### やること
(A) 次の(i)〜(iii)が本文の内容と合うかを「はい」か「いいえ」で答え、それぞれ判断の決め手となる本文の言葉を一字も変えずに引く。
(i) 今号は、一人7首を目安に歌を選んでいる。
(ii) ハクモクレンの落花の歌は、初句が字余りになっている。
(iii) 冬の福寿草の歌では、結句の比喩が効いている。
(B) 本文のうち「今号は、一人7首を目途に選歌したが、粒ぞろいの作者の場合は8首選んだ。」から「深まるか否か、音感が良好になるかにある。」までを、両端の語句も含めて一字も変えずに書き写すこと。

### 本文
_____
岩田亨の短歌工房 -斎藤茂吉・佐藤佐太郎・尾崎左永子・短歌・日本語-

短歌・日本語・斎藤茂吉・佐藤佐太郎・尾崎左永子・社会・歴史について考える

星座α25号・作品批評:茂吉と佐太郎の歌論に学んで

2021年07月09日 18時40分18秒 | 作品批評:茂吉と佐太郎の歌論に学んで
星座α25号・作品批評:茂吉と佐太郎の歌論に学んで

実感のある歌を

 詩と事実報告は何処が違うか。それは抒情(喜怒哀楽)の実感があるかどうか、実感が深ければ、それだけ深い歌になる。感想文ではなくなるのだ。

 今号は、一人7首を目途に選歌したが、粒ぞろいの作者の場合は8首選んだ。

・(冬の福寿草の歌)

 初句の比喩が効いている。朝露の光る朝を思わせて、福寿草が咲いている。実景が見えるようだ。
 ・(ハクモクレンの落花の歌)
 結句が効いている。三句目が字余りだがハクモクレンの花の「ひとつ」の印象が深くなる。句またがりにも言えるのだが、必然性のある字余りでありたい。必然性は抒情が深まるか否か、音感が良好になるかにある。

・(夜風にガラス戸が鳴りやむ歌)
_____
### 提供項目

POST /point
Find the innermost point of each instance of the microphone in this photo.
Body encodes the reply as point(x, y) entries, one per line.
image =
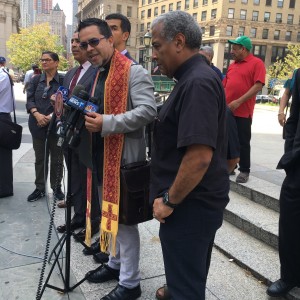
point(91, 106)
point(76, 104)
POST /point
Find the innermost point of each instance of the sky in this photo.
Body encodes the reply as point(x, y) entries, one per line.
point(66, 6)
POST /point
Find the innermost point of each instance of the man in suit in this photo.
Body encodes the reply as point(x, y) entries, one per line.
point(119, 138)
point(120, 27)
point(83, 75)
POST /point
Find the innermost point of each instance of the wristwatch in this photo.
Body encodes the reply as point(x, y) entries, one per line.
point(167, 202)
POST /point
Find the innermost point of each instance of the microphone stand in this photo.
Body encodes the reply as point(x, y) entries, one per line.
point(65, 239)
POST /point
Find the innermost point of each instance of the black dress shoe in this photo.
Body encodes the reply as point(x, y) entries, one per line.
point(95, 248)
point(279, 288)
point(122, 293)
point(101, 257)
point(74, 225)
point(105, 273)
point(80, 236)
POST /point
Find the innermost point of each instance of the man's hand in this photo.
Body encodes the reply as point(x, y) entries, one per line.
point(93, 122)
point(160, 210)
point(233, 105)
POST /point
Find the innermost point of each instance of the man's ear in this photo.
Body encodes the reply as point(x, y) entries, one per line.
point(125, 36)
point(179, 40)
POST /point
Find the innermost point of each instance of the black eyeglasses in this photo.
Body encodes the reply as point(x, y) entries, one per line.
point(45, 59)
point(45, 93)
point(92, 42)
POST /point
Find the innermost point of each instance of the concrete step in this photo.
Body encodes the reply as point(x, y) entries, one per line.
point(251, 254)
point(253, 218)
point(258, 190)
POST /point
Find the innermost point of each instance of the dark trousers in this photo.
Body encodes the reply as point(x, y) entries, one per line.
point(187, 239)
point(244, 133)
point(79, 190)
point(289, 227)
point(6, 167)
point(56, 162)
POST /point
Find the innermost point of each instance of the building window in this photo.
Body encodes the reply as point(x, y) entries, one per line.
point(243, 14)
point(241, 31)
point(229, 30)
point(292, 4)
point(129, 11)
point(278, 18)
point(265, 33)
point(253, 32)
point(203, 31)
point(290, 19)
point(119, 8)
point(213, 13)
point(267, 16)
point(276, 34)
point(277, 53)
point(255, 15)
point(230, 13)
point(279, 3)
point(288, 36)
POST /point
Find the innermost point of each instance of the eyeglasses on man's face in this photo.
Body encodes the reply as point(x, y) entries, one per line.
point(45, 59)
point(92, 42)
point(45, 93)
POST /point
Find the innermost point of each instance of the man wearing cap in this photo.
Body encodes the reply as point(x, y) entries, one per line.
point(244, 79)
point(6, 107)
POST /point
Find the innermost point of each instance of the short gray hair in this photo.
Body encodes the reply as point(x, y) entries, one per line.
point(175, 22)
point(208, 49)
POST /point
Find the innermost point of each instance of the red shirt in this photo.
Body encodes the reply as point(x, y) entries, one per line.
point(240, 77)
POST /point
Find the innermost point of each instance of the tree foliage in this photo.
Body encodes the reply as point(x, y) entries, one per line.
point(283, 68)
point(27, 46)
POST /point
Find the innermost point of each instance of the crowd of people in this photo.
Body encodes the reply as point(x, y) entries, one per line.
point(202, 132)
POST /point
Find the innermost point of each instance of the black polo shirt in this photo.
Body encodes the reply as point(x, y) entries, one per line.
point(193, 114)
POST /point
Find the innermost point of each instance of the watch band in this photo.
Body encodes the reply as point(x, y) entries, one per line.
point(167, 202)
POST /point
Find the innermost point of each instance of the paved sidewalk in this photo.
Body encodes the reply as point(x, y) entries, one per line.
point(24, 227)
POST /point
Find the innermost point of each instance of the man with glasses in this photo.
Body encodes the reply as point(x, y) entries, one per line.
point(83, 75)
point(126, 92)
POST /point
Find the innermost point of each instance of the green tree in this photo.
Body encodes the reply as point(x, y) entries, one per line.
_____
### 解答一覧
(A)
(i) はい。「今号は、一人7首を目途に選歌したが」
(ii) いいえ。「三句目が字余りだが」
(iii) いいえ。「初句の比喩が効いている。」

(B)
今号は、一人7首を目途に選歌したが、粒ぞろいの作者の場合は8首選んだ。

・(冬の福寿草の歌)

 初句の比喩が効いている。朝露の光る朝を思わせて、福寿草が咲いている。実景が見えるようだ。
 ・(ハクモクレンの落花の歌)
 結句が効いている。三句目が字余りだがハクモクレンの花の「ひとつ」の印象が深くなる。句またがりにも言えるのだが、必然性のある字余りでありたい。必然性は抒情が深まるか否か、音感が良好になるかにある。